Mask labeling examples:
————————

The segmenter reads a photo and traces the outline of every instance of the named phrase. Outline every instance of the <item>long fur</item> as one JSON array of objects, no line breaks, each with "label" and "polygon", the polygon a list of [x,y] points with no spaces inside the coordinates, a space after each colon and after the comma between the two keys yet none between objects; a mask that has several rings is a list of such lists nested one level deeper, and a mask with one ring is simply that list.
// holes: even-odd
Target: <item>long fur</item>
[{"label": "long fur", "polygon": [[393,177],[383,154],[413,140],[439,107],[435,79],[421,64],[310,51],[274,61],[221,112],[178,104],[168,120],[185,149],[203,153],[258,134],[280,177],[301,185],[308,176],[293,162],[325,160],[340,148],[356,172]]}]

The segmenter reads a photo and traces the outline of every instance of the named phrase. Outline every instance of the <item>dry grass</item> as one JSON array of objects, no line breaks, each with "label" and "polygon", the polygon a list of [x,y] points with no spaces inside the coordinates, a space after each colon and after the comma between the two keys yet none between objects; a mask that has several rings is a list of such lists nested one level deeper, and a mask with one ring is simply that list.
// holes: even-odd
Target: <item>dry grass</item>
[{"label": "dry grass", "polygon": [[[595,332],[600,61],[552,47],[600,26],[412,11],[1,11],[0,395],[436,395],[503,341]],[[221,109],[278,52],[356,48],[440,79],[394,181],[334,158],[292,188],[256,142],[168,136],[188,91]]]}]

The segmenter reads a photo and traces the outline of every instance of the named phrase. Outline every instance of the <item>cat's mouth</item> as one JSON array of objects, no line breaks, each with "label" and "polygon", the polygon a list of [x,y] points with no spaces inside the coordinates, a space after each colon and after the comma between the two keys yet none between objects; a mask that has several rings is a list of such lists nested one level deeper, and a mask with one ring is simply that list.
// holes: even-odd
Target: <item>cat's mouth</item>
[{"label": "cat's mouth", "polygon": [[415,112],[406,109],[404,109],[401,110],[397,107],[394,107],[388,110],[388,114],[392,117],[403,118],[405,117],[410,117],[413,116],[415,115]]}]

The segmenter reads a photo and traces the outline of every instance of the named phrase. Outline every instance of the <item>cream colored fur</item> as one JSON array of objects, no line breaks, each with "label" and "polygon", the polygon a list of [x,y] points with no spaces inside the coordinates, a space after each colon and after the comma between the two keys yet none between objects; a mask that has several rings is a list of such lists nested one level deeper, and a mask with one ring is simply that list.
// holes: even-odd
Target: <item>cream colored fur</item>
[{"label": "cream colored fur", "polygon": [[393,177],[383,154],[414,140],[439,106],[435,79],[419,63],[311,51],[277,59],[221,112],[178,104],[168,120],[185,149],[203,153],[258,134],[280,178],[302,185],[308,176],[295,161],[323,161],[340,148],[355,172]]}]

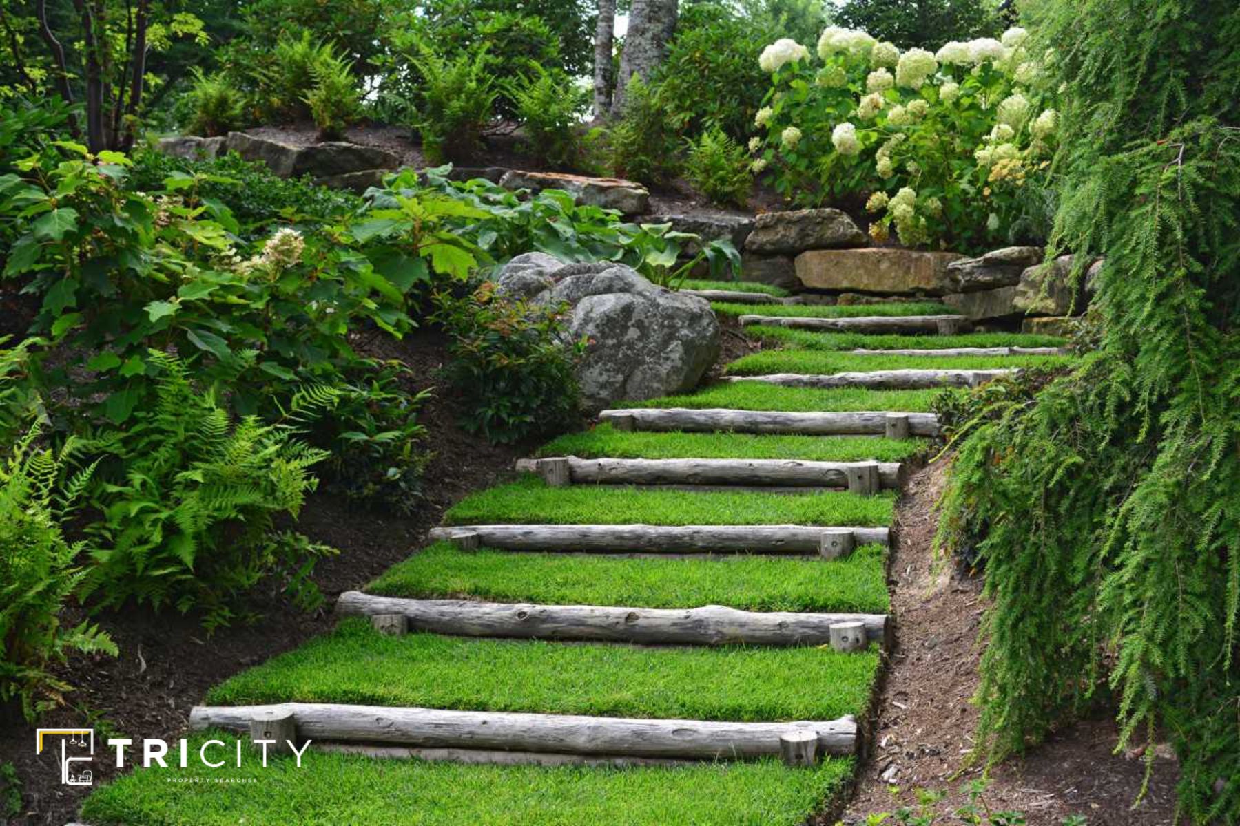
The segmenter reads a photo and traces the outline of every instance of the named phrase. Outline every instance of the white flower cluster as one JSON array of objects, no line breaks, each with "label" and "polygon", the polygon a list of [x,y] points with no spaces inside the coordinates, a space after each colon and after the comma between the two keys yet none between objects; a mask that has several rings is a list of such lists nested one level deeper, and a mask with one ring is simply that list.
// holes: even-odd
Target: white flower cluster
[{"label": "white flower cluster", "polygon": [[785,63],[804,61],[807,57],[810,57],[810,50],[790,37],[784,37],[763,50],[758,58],[758,66],[761,67],[763,72],[774,72]]}]

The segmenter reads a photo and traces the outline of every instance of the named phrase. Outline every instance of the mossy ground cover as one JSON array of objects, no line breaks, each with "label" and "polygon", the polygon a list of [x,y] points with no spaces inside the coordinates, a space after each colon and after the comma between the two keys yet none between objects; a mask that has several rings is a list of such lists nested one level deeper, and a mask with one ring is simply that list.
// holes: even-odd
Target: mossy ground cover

————————

__Work required__.
Copy all of the rows above word for word, but leave out the pictures.

__Output__.
The segmenter reads a photo and traces the outline of every instance of the named phrase. Outline every instance of the <item>long fur</item> as one JSON array of objects, no line breaks, each with "label" and "polygon", the polygon a list of [x,y] points with no spaces inside the coordinates, a space after each colon and after the comma between the two keys yet none between objects; a mask that has several rings is a list of such lists nested one level deeper, and a mask with one ring is simply that list.
// holes: even-odd
Target: <item>long fur</item>
[{"label": "long fur", "polygon": [[393,177],[383,154],[413,140],[439,107],[435,79],[421,64],[310,51],[274,61],[221,112],[178,104],[168,120],[185,149],[203,153],[258,134],[280,177],[301,185],[308,176],[293,162],[325,160],[340,148],[356,172]]}]

The segmenter reads a photo and traces the outline of every instance of the named phrase. Outline every instance of the <item>dry grass</item> as one JSON array of objects, no line breaks, each with "label" and "polygon", the polygon a list of [x,y] points with no spaces inside the coordinates, a space after each colon and after the comma between the two keys yet none between objects; a mask that has several rings is a list of such lists nested one level deeper, and a mask with one ring is simply that list.
// holes: even-odd
Target: <item>dry grass</item>
[{"label": "dry grass", "polygon": [[[595,332],[600,61],[552,47],[600,26],[412,11],[1,11],[0,395],[436,395],[503,341]],[[221,109],[278,52],[356,48],[440,79],[394,181],[334,158],[292,188],[256,142],[168,136],[188,91]]]}]

The segmenter reads a photo and traces the outline of every instance of the named phrase. Outline every instance of the <item>cat's mouth</item> as one JSON array of objects, no line breaks, each with "label" and "polygon", the polygon a list of [x,y] points with no spaces inside the coordinates, a space after each colon and after the comma between the two keys yet none between objects; a mask that has several rings is a list of such lists nested one level deeper, and a mask with one ring is simply that list.
// holes: even-odd
Target: <item>cat's mouth</item>
[{"label": "cat's mouth", "polygon": [[415,112],[406,109],[404,109],[401,110],[397,107],[394,107],[388,110],[388,114],[392,117],[403,118],[405,117],[410,117],[413,116],[415,115]]}]

The segmenter reads a photo and traces the outline of every instance of the named phrase. Outline every instance of the <item>cream colored fur</item> as one JSON array of objects, no line breaks, each with "label" and "polygon", the polygon a list of [x,y] points with no spaces inside the coordinates, a space after each colon and after the comma between the two keys yet none between objects; a mask that has several rings is a list of such lists nested one level deeper, and a mask with one ring is simply that list.
// holes: even-odd
Target: <item>cream colored fur</item>
[{"label": "cream colored fur", "polygon": [[393,177],[383,154],[414,140],[439,106],[435,79],[419,63],[311,51],[277,59],[221,112],[178,104],[168,120],[185,149],[203,153],[258,134],[280,178],[302,185],[308,176],[295,161],[323,161],[340,148],[355,172]]}]

The segmenter reads a photo and traces the outline of every instance of the named phrase. Outline every instance of the white flower cluster as one JSON array of objects, no line breaks, each with "label" and "polygon", the polygon a list of [x,y] points with no spaces inside the coordinates, a space after each colon and after the comma between the two keys yet none between objects; a mask that has several rings is a list of such lists nested one level deeper, and a mask with one ring is simply that list.
// holes: even-odd
Target: white flower cluster
[{"label": "white flower cluster", "polygon": [[785,63],[804,61],[807,57],[810,57],[810,50],[790,37],[784,37],[763,50],[758,58],[758,66],[761,67],[763,72],[774,72]]}]

The segmenter reads a photo and traces the outline of every instance of the named phrase. Outline every instance of the mossy ground cover as one JSON array of objects, no line breaks, each with "label" and "polygon", the polygon a list of [x,y] points with no spaces inside the coordinates, a space after each colon and after the comma between the two keys yet none between objects; a mask that has several rings is a list of such lists nested one level deeper, and a mask with one ring is simply that list.
// holes: even-odd
Target: mossy ground cover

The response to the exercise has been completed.